§ ACTIONS TO TAKE:
[a] In the lesson-planning text, what does ProGEN call the recipe a teacher uses to guide a lesson?
[b] Using the lesson-planning text, explain what defining each action by its completion conditions means for when a teacher should end an activity.
[c] Repeat the lesson-planning text word for word, beginning at the words "Good for you" and stopping after "it is finished.".

§ EXCERPTED TEXT:
= = = =

Good for you planning a game.  (Good, at least, if the game actually stimulates English use, and keeps the kids in their Zone of Proximal Development.)  But even if it’s a good game that you have planned, if you have a group discussion … or a drill … or some other sort of elicitation activity underway, and that activity has momentum, then there is only one thing that justifies ending that ante-lascivial activity.  There is only one reason why such an activity should stop.  It should stop when it is finished.

At ProGEN, we encourage (I would say we require, but the reality is that many of our otherwise brilliant teachers get away with not doing it) — we encourage our teachers to conceptualize a lesson as a succession of actions (actually, we call whatever recipe you are using to guide your lesson an action bucket); and we encourage them to define each of those ACTIONS in terms if the action’s completion conditions.  “This action will be complete when I can hear the students volunteering variations of the target language to each other, and they are at peak engagement with this challenge.”  This means … (a) don’t cut it off if you can still feel the activity building towards your completion conditions (or if you feel the student’s engagement pushing beyond what you had anticipated its potential to be), and (b) don’t kill time by letting it drag on and on, long after the kids have gotten the point.  Conclude your action where it naturally concludes.

= = = =

[Stored items from a collection]
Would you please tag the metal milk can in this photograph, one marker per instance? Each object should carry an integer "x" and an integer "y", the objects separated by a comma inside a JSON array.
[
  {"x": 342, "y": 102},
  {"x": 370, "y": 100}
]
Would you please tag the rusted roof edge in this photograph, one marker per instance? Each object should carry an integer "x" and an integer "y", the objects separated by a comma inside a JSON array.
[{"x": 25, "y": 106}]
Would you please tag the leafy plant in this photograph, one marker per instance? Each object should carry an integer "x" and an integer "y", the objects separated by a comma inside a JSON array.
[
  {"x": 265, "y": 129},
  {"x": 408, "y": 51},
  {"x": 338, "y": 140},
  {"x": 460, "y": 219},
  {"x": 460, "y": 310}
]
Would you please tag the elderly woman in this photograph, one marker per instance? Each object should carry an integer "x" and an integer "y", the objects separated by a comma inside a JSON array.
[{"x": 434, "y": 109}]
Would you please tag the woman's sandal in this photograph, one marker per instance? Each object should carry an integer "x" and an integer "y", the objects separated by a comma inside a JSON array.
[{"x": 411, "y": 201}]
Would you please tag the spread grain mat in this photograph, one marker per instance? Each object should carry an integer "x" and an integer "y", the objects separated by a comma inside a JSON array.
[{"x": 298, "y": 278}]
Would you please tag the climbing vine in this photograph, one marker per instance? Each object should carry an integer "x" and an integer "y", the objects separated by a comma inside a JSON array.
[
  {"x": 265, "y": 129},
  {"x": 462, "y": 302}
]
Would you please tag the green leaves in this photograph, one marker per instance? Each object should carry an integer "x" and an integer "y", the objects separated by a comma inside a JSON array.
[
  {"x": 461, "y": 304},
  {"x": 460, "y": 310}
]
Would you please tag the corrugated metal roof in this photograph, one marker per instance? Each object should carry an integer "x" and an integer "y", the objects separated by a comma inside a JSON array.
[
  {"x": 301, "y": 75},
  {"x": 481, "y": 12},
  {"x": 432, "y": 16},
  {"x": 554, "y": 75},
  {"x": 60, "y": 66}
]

= = = =

§ OUTPUTS:
[a] An action bucket.

[b] The teacher should not cut an activity off while it is still building toward the completion conditions, or while student engagement is pushing beyond what was anticipated. The teacher also should not let it drag on long after the students have gotten the point. The action should conclude where it naturally concludes.

[c]
Good for you planning a game.  (Good, at least, if the game actually stimulates English use, and keeps the kids in their Zone of Proximal Development.)  But even if it’s a good game that you have planned, if you have a group discussion … or a drill … or some other sort of elicitation activity underway, and that activity has momentum, then there is only one thing that justifies ending that ante-lascivial activity.  There is only one reason why such an activity should stop.  It should stop when it is finished.